*Source document*:
<<<<
The Final Prescription

✒︎

11.6

The Final Prescription

Leaving Without Burden

I had spent four decades in medicine, long enough to see how death arrives in different disguises. Sometimes it comes quietly, like a lamp going out at the end of a long evening. More often now, it comes dressed in tubes and monitors, escorted by alarms, surrounded by machines that keep a body going long after the person inside has begun to slip away.

I had worked in emergency rooms, ICUs, and medical wards. I had used every weapon modern medicine offered—ventilators, defibrillators, vasopressors, dialysis, antibiotics strong enough to frighten bacteria into submission. I had watched patients recover in ways that felt miraculous. I had also watched families cling to hope with the desperation of drowning people clutching a floating twig.

Over the years, something began to trouble me more than death itself: the way we often refuse to let it be natural.

I had seen the medicalisation of mortality up close. Frail old men with skin like parchment, ribs cracking under CPR, their dignity reduced to a set of numbers on a monitor. Women who had lived full lives lying sedated, restrained, and ventilated, while their children hovered outside the ICU, torn between love and guilt. It wasn’t cruelty. It was fear—fear of regret, fear of being judged, fear of the sentence families whisper to themselves at funerals: We should have done more.

That sentence has destroyed more peace than disease ever did.

I decided early that I did not want my own ending to become such a spectacle. I did not want my last days to be spent in a sterile room, half-conscious, tethered to machines, while my family stood outside signing consent forms they did not fully understand and would never forgive themselves for. If medicine could give me meaningful life, I wanted it. If it could only prolong dying, I wanted it to step aside.

The Family Meeting

One evening, not in the middle of an illness, not in a hospital corridor, but at home—when life was ordinary and calm—I asked Bhavana, Ashwini, Amrita, and Shaily to sit with me.

There was no drama in my voice. I wasn’t announcing bad news. I was simply doing what doctors rarely do for themselves: planning ahead.

Bhavana looked at me with the quiet alertness she has perfected over the years—the look that says she is listening not just to words, but to what lies behind them. Ashwini and Amrita, both doctors, understood immediately where this was going. Shaily sat beside them, attentive, steady, family in every sense that matters.

I told them I wanted to speak about the kind of care I would want if I could no longer speak for myself. Not in theory, not in a vague “do your best” way, but in clear terms that would protect them from doubt later.

I wasn’t afraid of death. What I feared was leaving them with confusion—forcing them to guess, in the middle of panic and grief, what I would have wanted. Families do not just lose a person in the ICU; they lose their certainty. They keep asking themselves, Should we try one more thing? Should we wait one more day? What if he would have wanted this?
>>>>
*Task requirements*:
**A)** Does each statement below agree with the end-of-life essay above? Answer yes or no for each and quote the deciding words: (i) The narrator had spent four decades in medicine; (ii) the family meeting was held in a hospital corridor; (iii) Ashwini and Amrita are both doctors.
**B)** Which items does the end-of-life essay above list as "every weapon modern medicine offered"?
**C)** Can you reproduce the stretch of the end-of-life essay above from "Leaving Without Burden" through "it be natural."?

*Given records*:
<<<<
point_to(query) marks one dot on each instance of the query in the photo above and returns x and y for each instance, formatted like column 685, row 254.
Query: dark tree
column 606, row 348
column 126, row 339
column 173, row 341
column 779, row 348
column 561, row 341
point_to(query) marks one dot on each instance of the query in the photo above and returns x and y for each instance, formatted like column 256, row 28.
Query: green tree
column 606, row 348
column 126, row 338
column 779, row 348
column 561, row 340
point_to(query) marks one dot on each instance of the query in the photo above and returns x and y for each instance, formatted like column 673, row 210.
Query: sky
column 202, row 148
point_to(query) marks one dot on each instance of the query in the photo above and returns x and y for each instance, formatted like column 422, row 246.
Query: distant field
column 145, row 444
>>>>
<<<<
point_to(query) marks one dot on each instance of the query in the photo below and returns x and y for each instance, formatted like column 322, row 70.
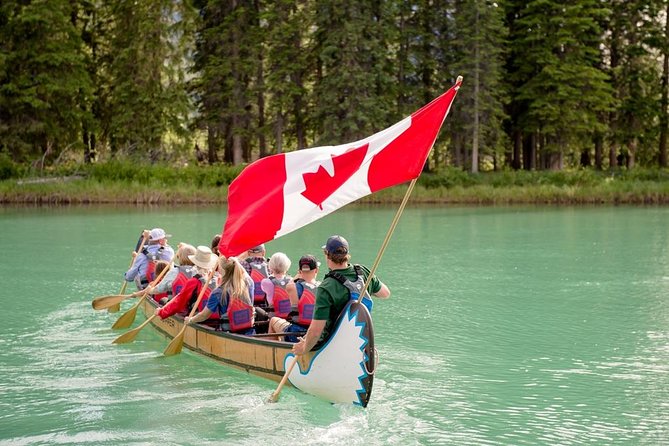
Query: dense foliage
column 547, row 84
>>>>
<<<<
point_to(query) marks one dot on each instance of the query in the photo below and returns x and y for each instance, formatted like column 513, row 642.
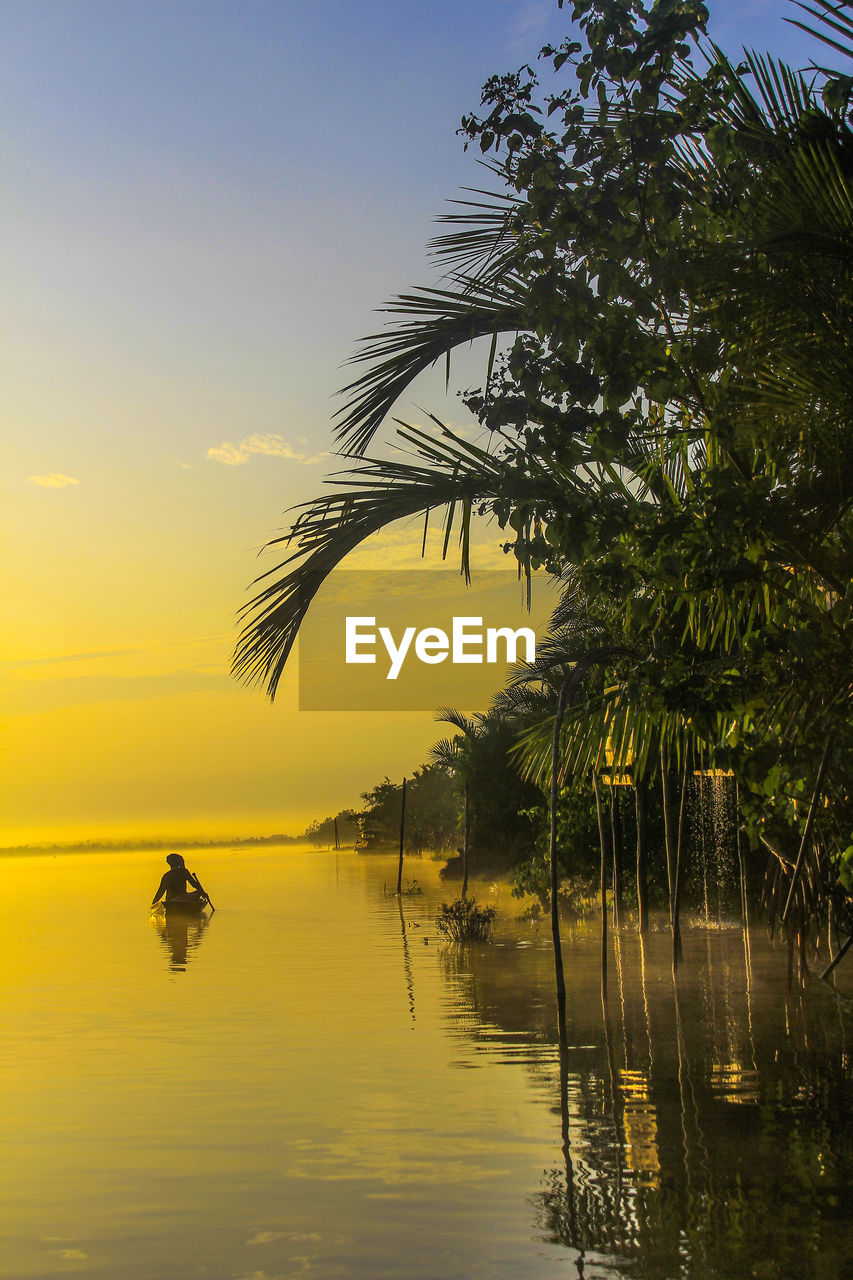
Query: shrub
>>>>
*Solutions*:
**A)**
(i) Yes: "I had spent four decades in medicine"
(ii) No: "not in a hospital corridor, but at home"
(iii) Yes: "Ashwini and Amrita, both doctors"

**B)** ventilators, defibrillators, vasopressors, dialysis, antibiotics

**C)**
Leaving Without Burden

I had spent four decades in medicine, long enough to see how death arrives in different disguises. Sometimes it comes quietly, like a lamp going out at the end of a long evening. More often now, it comes dressed in tubes and monitors, escorted by alarms, surrounded by machines that keep a body going long after the person inside has begun to slip away.

I had worked in emergency rooms, ICUs, and medical wards. I had used every weapon modern medicine offered—ventilators, defibrillators, vasopressors, dialysis, antibiotics strong enough to frighten bacteria into submission. I had watched patients recover in ways that felt miraculous. I had also watched families cling to hope with the desperation of drowning people clutching a floating twig.

Over the years, something began to trouble me more than death itself: the way we often refuse to let it be natural.